(Rows from a dataset)
+ + + + + + +

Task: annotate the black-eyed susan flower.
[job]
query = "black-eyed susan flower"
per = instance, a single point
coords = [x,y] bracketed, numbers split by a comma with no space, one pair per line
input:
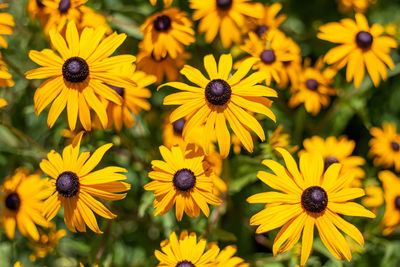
[163,67]
[373,197]
[60,12]
[181,181]
[167,3]
[47,242]
[391,186]
[360,47]
[225,258]
[78,77]
[219,98]
[385,146]
[186,252]
[279,138]
[74,185]
[309,197]
[22,199]
[314,87]
[134,97]
[7,24]
[226,17]
[337,150]
[356,5]
[272,53]
[167,32]
[269,22]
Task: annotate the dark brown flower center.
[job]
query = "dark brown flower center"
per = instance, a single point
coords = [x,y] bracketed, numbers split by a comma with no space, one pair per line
[397,202]
[218,92]
[224,4]
[395,146]
[261,29]
[312,84]
[184,180]
[328,161]
[364,39]
[162,23]
[67,184]
[64,6]
[39,3]
[314,199]
[185,264]
[75,70]
[178,126]
[268,56]
[13,202]
[118,90]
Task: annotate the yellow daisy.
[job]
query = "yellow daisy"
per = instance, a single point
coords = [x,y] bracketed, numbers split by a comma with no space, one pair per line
[385,146]
[47,242]
[314,88]
[269,22]
[167,3]
[3,102]
[309,197]
[360,47]
[222,97]
[22,198]
[337,150]
[225,258]
[373,197]
[7,24]
[78,75]
[272,52]
[165,32]
[60,12]
[74,186]
[165,66]
[186,252]
[224,16]
[346,6]
[134,98]
[391,185]
[183,181]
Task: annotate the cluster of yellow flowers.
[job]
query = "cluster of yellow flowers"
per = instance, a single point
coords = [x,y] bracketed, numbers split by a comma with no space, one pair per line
[81,75]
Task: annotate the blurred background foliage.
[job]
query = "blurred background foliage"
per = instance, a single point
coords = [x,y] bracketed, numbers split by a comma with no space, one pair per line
[130,239]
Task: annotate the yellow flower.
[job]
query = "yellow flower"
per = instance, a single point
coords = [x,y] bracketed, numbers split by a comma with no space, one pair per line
[60,12]
[226,17]
[391,185]
[222,97]
[186,252]
[373,197]
[313,88]
[167,3]
[167,32]
[77,77]
[74,186]
[183,181]
[360,47]
[7,24]
[385,146]
[337,150]
[356,5]
[309,197]
[272,53]
[22,199]
[165,66]
[225,258]
[269,22]
[281,139]
[133,97]
[47,243]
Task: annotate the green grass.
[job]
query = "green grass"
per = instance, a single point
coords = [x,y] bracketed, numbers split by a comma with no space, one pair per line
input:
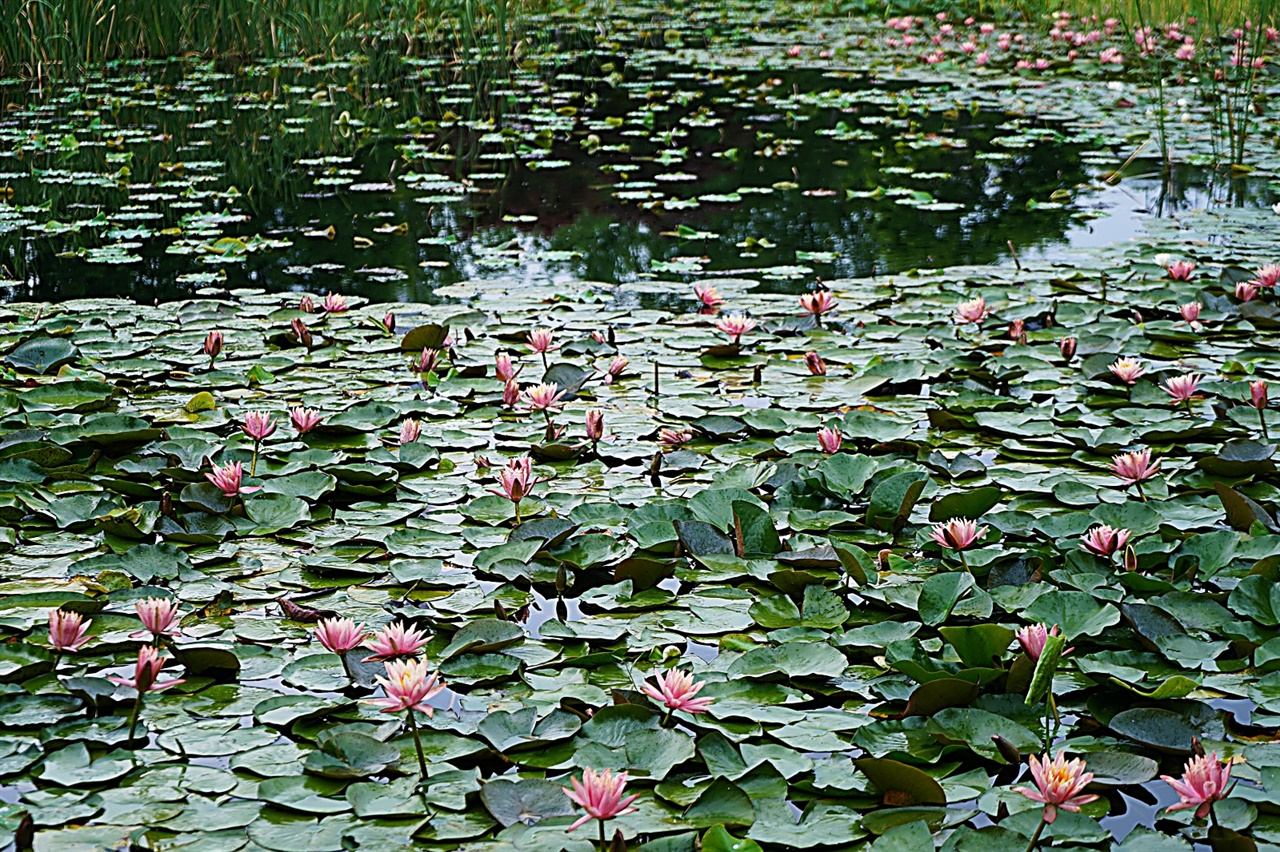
[62,39]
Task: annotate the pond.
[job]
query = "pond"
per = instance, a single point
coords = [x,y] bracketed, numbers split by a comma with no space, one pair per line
[903,402]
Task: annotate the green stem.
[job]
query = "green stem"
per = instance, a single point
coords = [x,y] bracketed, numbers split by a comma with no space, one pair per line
[133,717]
[417,743]
[1040,829]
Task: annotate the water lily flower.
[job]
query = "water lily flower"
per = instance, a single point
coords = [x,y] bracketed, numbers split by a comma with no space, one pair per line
[213,347]
[259,425]
[830,440]
[600,795]
[516,481]
[67,631]
[510,394]
[1128,370]
[504,367]
[341,635]
[426,361]
[673,438]
[735,326]
[958,534]
[1205,781]
[229,480]
[1033,639]
[408,687]
[159,617]
[594,425]
[676,691]
[544,398]
[1183,389]
[394,640]
[818,302]
[973,311]
[708,296]
[615,369]
[301,331]
[410,430]
[304,418]
[1105,540]
[1059,784]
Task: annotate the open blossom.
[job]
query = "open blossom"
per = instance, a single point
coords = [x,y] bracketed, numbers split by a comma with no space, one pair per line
[67,631]
[1205,781]
[615,369]
[408,687]
[600,795]
[1059,784]
[735,326]
[516,480]
[1105,540]
[339,635]
[410,430]
[159,617]
[1128,370]
[818,302]
[544,398]
[830,440]
[958,534]
[676,691]
[259,425]
[229,480]
[146,670]
[1133,467]
[504,367]
[973,311]
[1258,394]
[542,340]
[1182,388]
[394,640]
[708,296]
[1033,640]
[304,418]
[213,344]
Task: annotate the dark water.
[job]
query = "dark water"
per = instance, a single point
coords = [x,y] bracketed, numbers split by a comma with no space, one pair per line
[553,178]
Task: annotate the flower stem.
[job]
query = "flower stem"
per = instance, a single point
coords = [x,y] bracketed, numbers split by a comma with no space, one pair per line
[133,717]
[417,743]
[1040,829]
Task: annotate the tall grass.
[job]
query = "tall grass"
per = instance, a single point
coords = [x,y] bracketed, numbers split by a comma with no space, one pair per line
[62,39]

+ + + + + + +

** Short problem **
Rewrite the records from the line with "Task: annotate the flower stem." through the end of the records as a JSON list of strings, one per line, leaving out blank lines.

** Task answer **
[
  "Task: annotate the flower stem.",
  "[job]",
  "query = \"flower stem\"",
  "per = instance, a single point",
  "coords = [x,y] bracketed, numbers split by a comma with no space, one pair per line",
  "[133,717]",
  "[417,743]",
  "[1040,829]",
  "Task: annotate the tall grass.",
  "[job]",
  "query = \"tall grass\"",
  "per = instance, a single point",
  "coords = [x,y] bracketed, numbers split by a comma with no space, one pair per line",
  "[62,39]"
]